------ Data to process ------
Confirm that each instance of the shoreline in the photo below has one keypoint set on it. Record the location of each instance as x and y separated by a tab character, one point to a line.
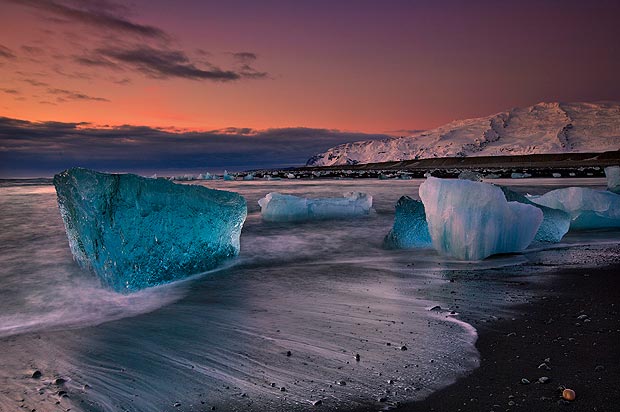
582	352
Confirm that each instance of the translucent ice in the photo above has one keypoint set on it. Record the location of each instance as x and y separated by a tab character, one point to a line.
410	229
135	232
472	220
555	222
613	178
276	207
589	209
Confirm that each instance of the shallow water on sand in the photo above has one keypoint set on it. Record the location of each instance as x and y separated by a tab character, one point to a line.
323	291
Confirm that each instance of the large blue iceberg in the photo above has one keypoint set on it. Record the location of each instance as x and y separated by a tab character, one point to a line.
555	222
473	220
410	229
135	232
588	208
276	207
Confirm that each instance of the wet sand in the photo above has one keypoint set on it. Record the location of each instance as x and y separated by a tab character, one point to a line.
572	326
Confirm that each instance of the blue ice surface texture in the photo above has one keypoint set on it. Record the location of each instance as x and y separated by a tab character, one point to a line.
276	207
135	232
588	208
473	220
612	173
555	222
410	229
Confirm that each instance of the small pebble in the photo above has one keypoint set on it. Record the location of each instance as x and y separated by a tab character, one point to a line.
568	394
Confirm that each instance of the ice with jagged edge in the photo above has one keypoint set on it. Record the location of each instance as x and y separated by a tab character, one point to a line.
612	173
135	232
555	222
473	220
410	229
588	208
277	207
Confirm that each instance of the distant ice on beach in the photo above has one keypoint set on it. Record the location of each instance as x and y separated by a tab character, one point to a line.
612	173
588	208
135	232
277	207
473	220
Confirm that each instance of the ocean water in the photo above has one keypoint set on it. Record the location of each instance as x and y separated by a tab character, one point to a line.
277	328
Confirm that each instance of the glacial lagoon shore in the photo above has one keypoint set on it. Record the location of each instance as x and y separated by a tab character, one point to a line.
323	292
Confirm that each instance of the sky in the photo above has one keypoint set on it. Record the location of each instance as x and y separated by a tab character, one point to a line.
153	85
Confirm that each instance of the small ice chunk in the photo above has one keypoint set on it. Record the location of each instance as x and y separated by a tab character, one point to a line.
410	229
470	175
588	208
473	220
135	232
613	178
276	207
555	222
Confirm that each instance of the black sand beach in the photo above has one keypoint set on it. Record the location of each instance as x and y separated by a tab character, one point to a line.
570	334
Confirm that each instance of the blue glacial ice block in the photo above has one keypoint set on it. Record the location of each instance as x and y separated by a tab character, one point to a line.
555	222
473	220
410	229
588	208
276	207
612	173
135	232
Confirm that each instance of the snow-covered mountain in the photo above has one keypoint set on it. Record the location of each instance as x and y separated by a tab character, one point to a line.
542	128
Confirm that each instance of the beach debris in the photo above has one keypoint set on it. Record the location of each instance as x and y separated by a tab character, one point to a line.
568	394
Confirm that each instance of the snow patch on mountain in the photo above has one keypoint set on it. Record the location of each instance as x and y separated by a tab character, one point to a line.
542	128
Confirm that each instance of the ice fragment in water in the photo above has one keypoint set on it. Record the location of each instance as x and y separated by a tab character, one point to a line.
588	208
555	222
276	207
410	229
613	178
473	220
135	232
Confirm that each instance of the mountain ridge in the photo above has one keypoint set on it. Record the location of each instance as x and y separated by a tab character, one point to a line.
546	127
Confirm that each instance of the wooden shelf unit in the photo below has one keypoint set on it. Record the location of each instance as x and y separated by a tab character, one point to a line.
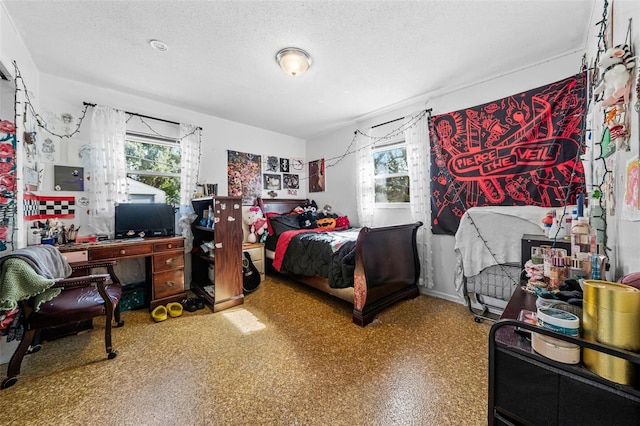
------
How to complete this task
If any image appears in the entries, omit it and return the rest verbatim.

Result below
Confirm that each instance of the shoreline in the photo below has one keypoint set on it. Record the location of each instance as x and y separated by a tab character, one point to a line.
582	352
Confirm that each instance of the translucent ice in the photo above has one keypoint set on it. Record the location of each instance as x and y separated by a tab character, one point to a line.
410	229
135	232
472	220
555	222
613	178
276	207
589	209
Confirm that each instance of the shallow water on sand in the photo above has one keypoint set on it. Record the location of each instance as x and y separated by a tab character, one point to a line.
323	291
Confirm that each instance of the large blue iceberg in the photo above has one keypoint set on it. Record the location of each instance as x and y separated by a tab character, one point to a line.
555	222
473	220
410	229
135	232
588	208
276	207
Confirm that each instance of the wet sand in the photo above has one keypoint set on it. Record the location of each instance as x and y separated by a tab character, one point to a line.
572	326
Confirm that each instance of the blue ice surface texture in the photo above has one keypoint set on it. Record the location of each instance as x and y separated by a tab character, one point to a line.
276	207
135	232
588	208
473	220
612	173
555	222
410	229
Confirm that each instance of the small pebble in the photo above has one keypoint set on it. Record the location of each instance as x and y separated by a tab character, one point to a line.
568	394
Confirm that each instance of the ice with jagged edge in the photo above has one keypoint set on it. Record the location of each instance as x and y separated by a tab character, one point to a line.
612	173
135	232
555	222
473	220
410	229
588	208
277	207
Confirm that each instance of the distant ice on beach in the photo above has one keypoint set on it. Record the location of each instance as x and y separated by a tab character, one point to a line.
612	173
588	208
135	232
277	207
473	220
Confirm that each instance of the ocean water in the photo above has one keypoint set on it. Record the location of each instance as x and y separated by a tab character, one point to a line.
277	328
Confirm that each instance of the glacial lagoon shore in the photo above has one keypoint set on it. Record the location of each instance as x and y separated by a tab character, one point to a line.
323	292
Confirm that each instance of the sky in the photo above has one keypoint set on it. Record the location of each instance as x and y separated by a tab character, one point to a line.
153	85
Confirm that each instance of the small ice chunk in the photo above has one keypoint set on it. Record the location of each instance as x and y separated by a tab character, one point to a line.
410	229
470	175
588	208
473	220
135	232
613	178
276	207
555	222
Confirm that each instance of the black sand beach in the photo above has one keypoint set on it. Record the location of each instance as x and y separated by a tab character, one point to a line.
570	334
Confirm that each instance of the blue glacial ice block in the photo above has one keypoint set on it. Record the location of each instance as x and y separated by a tab character, one point to a line.
555	222
473	220
410	229
588	208
276	207
612	173
135	232
Confirm that each instance of the snow-covered mountain in the photo above has one keypoint set on it. Record the location of each instance as x and y separated by a tab character, one point to a line.
542	128
Confirm that each instance of the beach debris in the photo above has one keypoint set on it. Record the location of each instance as x and y separated by a tab character, one point to a line.
568	394
Confirm that each instance of the snow patch on mountain in the photo above has one keypoint set on it. Record the location of each instance as x and y separated by a tab character, one point to a line.
542	128
Confirm that each instance of the ice fragment in water in the photo above has one keypoint set on it. Record the location of each instance as x and y separated by a tab character, one point to a line.
588	208
555	222
276	207
410	229
613	178
473	220
135	232
Confirm that each instance of the mountain ridge in the photo above has one keypoint set on it. Record the location of each instance as x and y separated by a tab character, one point to a line.
546	127
Confirm that each instance of the wooden shelf unit in the photo below has one keypoint set on it. Record the location of each instance as x and y separated by a tab character, one point to a line.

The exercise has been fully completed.